■ BRIEF A
In the profile of Roy F. Baumeister, restate the paragraph beginning "Baumeister then taught at Case Western Reserve University" as a short list of its main facts.
■ BRIEF B
Write the next part of the profile of Roy F. Baumeister, starting after its final sentence.

|Is||Psychologist Professor Educator|
|From||United States of America|
|Birth||16 May 1953, Cleveland, USA|
Roy F. Baumeister (/ˈbaʊmaɪstər/; born May 16, 1953) is a social psychologist who is known for his work on the self, social rejection, belongingness, sexuality and sex differences, self-control, self-esteem, self-defeating behaviors, motivation, aggression, consciousness, and free will.
Education and academia
Baumeister earned his A.B. from Princeton University and his M.A. from Duke University. He returned to Princeton University with his mentor Edward E. Jones and earned his Ph.D. from the university's Department of Psychology in 1978.
Baumeister then taught at Case Western Reserve University from 1979 to 2003, serving as a professor of psychology and later liberal arts. He later worked at Florida State University as the Francis Eppes Eminent Scholar and head of the social psychology graduate program. At FSU, Baumeister worked in the psychology department, teaching classes and graduate seminars on social and evolutionary psychology. In 2016 he moved to the School of Psychology at the University of Queensland in Australia where he is currently teaching.
He is a fellow of both the Society for Personality and Social Psychology and the Association for Psychological Science. Baumeister was named an ISI highly cited researcher in 2003 and 2014.

[Position annotation records]
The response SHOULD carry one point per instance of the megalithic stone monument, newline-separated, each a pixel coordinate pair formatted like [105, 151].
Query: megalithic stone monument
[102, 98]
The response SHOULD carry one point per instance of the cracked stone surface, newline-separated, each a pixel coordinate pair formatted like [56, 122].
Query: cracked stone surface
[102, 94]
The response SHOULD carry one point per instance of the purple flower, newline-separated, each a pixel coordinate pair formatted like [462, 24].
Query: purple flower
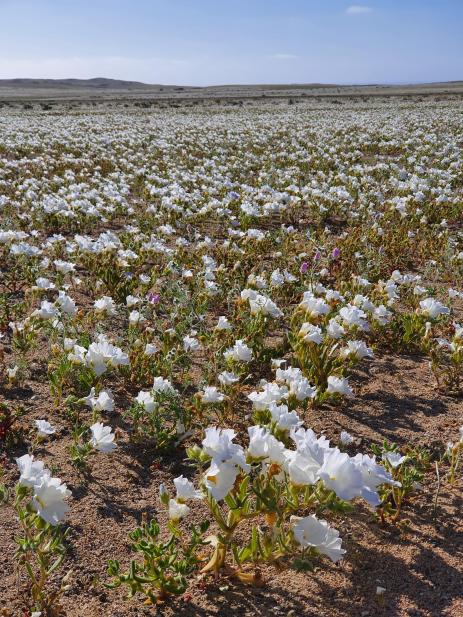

■ EXERCISE RESPONSE A
- Taught at Case Western Reserve University from 1979 to 2003 as a professor of psychology and later liberal arts.
- Moved to Florida State University as the Francis Eppes Eminent Scholar and head of the social psychology graduate program.
- At FSU, taught classes and graduate seminars on social and evolutionary psychology in the psychology department.
- In 2016, joined the School of Psychology at the University of Queensland in Australia, where he currently teaches.

■ EXERCISE RESPONSE B
Topics of research
Baumeister has researched social psychology for over four decades and made a name for himself with his laboratory research. His research focuses on six themes: self control, decision-making, the need to belong and interpersonal rejection, human sexuality, irrational and self-destructive behavior, and free will.
Baumeister has conducted research on the self, focusing on various concepts related to how people perceive, act, and relate to their selves. Baumeister wrote a chapter titled, "The Self" in The Handbook of Social Psychology, and reviewed the research on self-esteem, concluding that the perceived importance of self-esteem is overrated.
Irrationality and self-defeating behavior
In a series of journal articles and books, Baumeister inquired about the reasons for self-defeating behavior. His conclusions: there is no self-defeating urge (as some have thought). Rather, self-defeating behavior is either a result of trade-offs (enjoying drugs now at the expense of the future), backfiring strategies (eating a snack to reduce stress only to feel more stressed), or a psychological strategy to escape the self – where various self-defeating strategies are rather directed to relieve the burden of selfhood.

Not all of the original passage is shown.